--- Begin MATERIAL TO PROCESS ---

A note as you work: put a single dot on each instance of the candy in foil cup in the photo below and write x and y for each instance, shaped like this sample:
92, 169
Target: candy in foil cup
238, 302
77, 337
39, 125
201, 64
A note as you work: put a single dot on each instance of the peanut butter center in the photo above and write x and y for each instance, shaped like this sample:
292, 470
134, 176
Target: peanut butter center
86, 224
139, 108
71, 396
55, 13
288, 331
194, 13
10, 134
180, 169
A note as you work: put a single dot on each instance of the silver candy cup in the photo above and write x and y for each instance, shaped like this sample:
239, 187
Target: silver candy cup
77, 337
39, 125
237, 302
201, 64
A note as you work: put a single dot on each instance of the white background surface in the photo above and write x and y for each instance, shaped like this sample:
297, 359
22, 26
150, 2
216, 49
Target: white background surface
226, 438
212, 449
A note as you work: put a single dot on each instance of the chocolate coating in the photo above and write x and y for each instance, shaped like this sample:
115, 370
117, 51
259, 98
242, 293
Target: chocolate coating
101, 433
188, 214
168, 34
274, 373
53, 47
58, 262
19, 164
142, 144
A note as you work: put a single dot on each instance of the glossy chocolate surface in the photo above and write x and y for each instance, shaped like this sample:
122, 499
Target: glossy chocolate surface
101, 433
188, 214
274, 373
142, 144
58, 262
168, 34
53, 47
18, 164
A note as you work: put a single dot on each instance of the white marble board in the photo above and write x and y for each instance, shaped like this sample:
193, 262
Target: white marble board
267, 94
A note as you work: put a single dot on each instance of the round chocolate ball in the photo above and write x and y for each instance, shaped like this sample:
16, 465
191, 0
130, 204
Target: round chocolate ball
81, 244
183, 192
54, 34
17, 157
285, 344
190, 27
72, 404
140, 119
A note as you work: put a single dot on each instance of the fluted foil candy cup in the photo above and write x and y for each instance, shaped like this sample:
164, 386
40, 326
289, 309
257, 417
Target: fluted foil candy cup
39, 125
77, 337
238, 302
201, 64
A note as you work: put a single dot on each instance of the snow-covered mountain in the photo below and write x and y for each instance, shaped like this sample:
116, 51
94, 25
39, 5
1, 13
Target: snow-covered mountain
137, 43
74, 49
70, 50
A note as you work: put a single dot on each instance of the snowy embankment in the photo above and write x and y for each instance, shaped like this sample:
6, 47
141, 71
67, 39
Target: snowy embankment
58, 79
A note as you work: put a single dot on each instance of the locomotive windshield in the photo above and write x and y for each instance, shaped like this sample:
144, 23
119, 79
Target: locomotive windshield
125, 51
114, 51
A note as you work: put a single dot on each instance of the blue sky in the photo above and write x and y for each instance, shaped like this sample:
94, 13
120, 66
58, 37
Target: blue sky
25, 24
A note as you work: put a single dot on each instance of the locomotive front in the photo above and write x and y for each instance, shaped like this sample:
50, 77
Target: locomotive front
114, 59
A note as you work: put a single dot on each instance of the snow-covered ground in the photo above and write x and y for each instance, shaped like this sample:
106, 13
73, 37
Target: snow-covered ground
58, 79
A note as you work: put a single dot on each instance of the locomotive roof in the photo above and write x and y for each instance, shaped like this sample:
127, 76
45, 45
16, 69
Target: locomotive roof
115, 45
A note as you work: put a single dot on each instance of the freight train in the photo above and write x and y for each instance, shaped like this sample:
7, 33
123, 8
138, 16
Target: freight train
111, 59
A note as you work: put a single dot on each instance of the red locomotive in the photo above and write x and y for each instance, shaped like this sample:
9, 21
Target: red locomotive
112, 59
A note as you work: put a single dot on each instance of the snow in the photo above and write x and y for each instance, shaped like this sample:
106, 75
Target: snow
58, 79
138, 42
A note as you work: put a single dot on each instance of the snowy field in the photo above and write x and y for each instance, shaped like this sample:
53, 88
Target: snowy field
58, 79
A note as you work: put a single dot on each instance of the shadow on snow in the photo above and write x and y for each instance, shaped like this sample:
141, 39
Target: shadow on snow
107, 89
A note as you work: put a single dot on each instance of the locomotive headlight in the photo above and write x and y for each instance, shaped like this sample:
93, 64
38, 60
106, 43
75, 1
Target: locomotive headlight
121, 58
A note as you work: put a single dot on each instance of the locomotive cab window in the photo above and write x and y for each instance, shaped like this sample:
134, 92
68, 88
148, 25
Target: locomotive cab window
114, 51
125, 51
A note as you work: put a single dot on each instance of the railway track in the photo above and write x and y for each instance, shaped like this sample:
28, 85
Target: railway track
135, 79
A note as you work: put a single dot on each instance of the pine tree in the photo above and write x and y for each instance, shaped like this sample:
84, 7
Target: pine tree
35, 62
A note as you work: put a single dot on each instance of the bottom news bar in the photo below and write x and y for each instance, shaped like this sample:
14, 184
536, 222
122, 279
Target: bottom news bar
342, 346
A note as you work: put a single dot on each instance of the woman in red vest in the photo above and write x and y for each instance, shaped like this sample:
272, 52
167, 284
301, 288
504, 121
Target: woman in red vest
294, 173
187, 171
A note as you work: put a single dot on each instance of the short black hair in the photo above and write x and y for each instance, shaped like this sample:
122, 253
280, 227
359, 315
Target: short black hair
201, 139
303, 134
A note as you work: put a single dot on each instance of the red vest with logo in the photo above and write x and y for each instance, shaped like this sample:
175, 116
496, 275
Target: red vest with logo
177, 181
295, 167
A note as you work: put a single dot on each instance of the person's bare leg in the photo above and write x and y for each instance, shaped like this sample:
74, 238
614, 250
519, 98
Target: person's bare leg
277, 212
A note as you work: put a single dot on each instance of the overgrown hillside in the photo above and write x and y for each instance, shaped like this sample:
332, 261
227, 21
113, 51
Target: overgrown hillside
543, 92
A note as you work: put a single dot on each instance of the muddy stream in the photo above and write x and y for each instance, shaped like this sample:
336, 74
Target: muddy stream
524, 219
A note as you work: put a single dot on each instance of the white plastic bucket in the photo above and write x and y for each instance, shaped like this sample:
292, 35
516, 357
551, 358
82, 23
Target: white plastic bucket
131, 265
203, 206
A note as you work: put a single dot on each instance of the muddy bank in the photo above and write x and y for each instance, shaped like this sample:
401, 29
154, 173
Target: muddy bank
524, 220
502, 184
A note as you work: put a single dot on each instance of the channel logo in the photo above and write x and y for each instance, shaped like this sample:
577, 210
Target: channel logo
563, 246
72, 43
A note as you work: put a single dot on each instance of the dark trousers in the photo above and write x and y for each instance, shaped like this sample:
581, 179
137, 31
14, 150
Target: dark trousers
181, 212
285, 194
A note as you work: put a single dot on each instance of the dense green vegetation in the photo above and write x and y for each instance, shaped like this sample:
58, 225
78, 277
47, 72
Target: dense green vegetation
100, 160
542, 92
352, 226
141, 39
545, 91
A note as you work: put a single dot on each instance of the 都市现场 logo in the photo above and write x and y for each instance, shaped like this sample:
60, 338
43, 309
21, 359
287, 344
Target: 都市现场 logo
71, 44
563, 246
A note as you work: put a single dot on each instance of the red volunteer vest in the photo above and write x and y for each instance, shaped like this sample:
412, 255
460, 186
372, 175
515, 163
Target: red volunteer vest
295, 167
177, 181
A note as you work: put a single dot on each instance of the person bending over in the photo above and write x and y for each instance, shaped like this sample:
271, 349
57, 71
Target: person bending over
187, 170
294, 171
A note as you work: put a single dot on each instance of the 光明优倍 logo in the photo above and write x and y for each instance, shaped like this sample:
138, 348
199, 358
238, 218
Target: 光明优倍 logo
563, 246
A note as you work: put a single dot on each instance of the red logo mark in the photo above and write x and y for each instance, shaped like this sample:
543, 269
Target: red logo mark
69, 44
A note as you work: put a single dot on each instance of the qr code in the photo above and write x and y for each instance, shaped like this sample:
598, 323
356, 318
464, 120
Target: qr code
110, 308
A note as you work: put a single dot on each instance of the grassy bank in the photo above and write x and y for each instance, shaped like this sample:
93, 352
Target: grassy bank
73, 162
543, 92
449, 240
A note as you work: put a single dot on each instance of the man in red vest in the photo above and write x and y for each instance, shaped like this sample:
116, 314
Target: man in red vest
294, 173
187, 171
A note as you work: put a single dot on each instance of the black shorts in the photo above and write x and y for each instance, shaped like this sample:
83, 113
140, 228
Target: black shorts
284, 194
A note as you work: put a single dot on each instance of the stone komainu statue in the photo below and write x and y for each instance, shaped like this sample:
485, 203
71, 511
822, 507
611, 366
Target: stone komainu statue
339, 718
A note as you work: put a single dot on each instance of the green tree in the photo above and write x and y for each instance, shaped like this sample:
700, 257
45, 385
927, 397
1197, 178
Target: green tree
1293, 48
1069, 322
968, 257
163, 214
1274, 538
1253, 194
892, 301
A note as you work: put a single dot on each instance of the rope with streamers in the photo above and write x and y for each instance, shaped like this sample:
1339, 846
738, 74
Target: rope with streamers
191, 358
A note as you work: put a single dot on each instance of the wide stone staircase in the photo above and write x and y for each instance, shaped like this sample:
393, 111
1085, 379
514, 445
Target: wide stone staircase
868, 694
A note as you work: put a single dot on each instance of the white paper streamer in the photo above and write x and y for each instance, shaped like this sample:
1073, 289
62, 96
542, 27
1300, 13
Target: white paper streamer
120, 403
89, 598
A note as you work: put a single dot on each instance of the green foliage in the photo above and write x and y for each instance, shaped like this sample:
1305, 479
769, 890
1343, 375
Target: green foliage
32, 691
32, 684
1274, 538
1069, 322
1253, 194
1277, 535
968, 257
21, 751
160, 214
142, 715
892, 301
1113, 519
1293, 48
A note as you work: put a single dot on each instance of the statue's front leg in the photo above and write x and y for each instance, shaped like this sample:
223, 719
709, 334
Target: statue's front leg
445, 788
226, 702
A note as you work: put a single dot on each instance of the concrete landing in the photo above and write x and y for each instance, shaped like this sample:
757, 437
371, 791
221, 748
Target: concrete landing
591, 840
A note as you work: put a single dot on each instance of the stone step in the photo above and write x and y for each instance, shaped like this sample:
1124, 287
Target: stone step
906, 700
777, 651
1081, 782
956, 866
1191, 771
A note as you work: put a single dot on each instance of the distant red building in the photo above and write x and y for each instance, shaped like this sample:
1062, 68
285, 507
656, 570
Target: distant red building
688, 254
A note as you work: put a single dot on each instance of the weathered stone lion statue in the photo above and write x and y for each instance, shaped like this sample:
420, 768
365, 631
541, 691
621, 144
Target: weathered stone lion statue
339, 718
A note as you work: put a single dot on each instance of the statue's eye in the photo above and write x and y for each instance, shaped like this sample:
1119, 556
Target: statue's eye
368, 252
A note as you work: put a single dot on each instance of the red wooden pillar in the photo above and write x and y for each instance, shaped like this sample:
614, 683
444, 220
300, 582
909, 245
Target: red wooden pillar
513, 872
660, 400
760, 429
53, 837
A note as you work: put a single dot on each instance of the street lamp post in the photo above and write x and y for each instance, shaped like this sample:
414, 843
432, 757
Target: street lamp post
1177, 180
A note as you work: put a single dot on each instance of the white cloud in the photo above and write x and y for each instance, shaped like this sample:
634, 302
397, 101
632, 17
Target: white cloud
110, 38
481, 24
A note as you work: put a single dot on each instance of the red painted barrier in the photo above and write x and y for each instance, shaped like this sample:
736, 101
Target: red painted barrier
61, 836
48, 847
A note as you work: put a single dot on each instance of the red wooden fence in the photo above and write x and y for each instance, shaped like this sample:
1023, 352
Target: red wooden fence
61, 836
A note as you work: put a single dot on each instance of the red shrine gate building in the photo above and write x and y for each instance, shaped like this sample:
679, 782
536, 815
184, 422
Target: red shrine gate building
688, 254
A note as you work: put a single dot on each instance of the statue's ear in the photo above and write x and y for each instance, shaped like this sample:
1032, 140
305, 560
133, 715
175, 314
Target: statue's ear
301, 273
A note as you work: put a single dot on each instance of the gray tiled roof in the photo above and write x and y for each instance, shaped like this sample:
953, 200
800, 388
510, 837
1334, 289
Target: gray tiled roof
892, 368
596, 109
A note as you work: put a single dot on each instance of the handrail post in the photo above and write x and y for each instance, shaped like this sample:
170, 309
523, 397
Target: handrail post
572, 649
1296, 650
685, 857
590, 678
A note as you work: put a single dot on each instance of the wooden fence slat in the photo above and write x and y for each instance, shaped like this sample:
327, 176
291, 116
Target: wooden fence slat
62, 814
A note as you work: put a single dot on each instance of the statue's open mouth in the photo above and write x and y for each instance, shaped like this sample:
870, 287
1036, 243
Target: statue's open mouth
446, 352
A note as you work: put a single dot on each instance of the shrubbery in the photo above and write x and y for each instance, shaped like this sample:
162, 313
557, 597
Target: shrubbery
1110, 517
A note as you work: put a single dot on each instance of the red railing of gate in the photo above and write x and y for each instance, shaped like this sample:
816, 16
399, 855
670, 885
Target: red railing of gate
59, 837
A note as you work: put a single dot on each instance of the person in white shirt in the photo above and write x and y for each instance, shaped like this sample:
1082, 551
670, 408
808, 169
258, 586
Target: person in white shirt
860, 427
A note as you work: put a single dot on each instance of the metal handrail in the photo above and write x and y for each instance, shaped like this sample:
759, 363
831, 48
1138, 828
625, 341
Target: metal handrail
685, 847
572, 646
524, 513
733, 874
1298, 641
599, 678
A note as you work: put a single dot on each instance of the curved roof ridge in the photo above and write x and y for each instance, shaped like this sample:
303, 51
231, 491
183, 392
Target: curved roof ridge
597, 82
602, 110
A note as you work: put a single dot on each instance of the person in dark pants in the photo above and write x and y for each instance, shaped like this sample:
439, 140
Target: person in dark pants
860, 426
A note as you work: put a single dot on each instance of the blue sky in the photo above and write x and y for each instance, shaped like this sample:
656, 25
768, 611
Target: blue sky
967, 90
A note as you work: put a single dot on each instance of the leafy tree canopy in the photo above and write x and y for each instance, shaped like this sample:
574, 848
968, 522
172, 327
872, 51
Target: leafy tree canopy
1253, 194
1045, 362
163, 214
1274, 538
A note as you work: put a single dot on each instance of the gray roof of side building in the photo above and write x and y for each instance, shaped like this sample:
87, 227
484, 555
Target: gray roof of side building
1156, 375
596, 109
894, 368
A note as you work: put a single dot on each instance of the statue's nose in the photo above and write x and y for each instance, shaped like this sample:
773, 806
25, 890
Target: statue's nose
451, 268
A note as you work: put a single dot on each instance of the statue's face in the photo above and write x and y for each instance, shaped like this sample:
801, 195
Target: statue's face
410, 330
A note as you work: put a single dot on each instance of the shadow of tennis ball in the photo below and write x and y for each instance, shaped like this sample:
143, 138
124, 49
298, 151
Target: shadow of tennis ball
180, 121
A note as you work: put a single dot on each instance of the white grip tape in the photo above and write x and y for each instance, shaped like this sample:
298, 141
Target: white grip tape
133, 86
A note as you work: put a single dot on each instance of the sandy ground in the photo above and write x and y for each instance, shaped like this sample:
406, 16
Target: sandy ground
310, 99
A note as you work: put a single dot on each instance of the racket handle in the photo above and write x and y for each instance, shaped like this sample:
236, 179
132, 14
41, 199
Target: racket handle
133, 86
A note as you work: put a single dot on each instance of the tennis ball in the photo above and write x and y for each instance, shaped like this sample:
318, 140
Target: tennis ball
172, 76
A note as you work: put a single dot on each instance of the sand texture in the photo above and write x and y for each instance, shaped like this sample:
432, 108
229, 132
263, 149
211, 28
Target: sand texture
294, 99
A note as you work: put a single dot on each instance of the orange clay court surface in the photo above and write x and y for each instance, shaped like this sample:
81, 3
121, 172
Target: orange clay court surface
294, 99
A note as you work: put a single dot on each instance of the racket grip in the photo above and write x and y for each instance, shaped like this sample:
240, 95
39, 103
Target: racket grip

--- End MATERIAL TO PROCESS ---

Locate the line with "the shadow of" in the entries above; extract it and every line after it, verbatim.

A note as you work: put a single dot on each instance of the shadow of tennis ball in the photo below and write x and y for each instance, shaped like this sample:
143, 138
124, 49
298, 151
Target: shadow of tennis ball
180, 121
A note as you work: put a single dot on each instance of the white grip tape in the photo above and write x and y for each instance, shaped like this sample:
298, 141
Target: white grip tape
133, 86
A note as you work: put a single dot on each instance of the sandy ground in the photo above and write x and y for each instance, shaped like this sample:
406, 16
Target: sandy ground
310, 99
A note as you work: put a single dot on each instance of the racket handle in the photo above and write x and y for each instance, shaped like this sample:
236, 179
132, 14
41, 199
Target: racket handle
133, 86
A note as you work: put a single dot on each instance of the tennis ball in the photo above and write x and y for each instance, shaped like this sample:
318, 140
Target: tennis ball
172, 76
A note as you work: put a single dot on each instance of the sand texture in the photo above and write x and y for each instance, shaped like this sample:
432, 108
229, 132
263, 149
211, 28
Target: sand texture
294, 99
A note as you work: put a single dot on each instance of the orange clay court surface in the photo above and write x and y for each instance, shaped like this sample:
81, 3
121, 172
Target: orange clay court surface
294, 99
A note as you work: put a single dot on each instance of the racket grip in the photo above and write x and y for each instance, shaped like this sample:
240, 95
39, 103
Target: racket grip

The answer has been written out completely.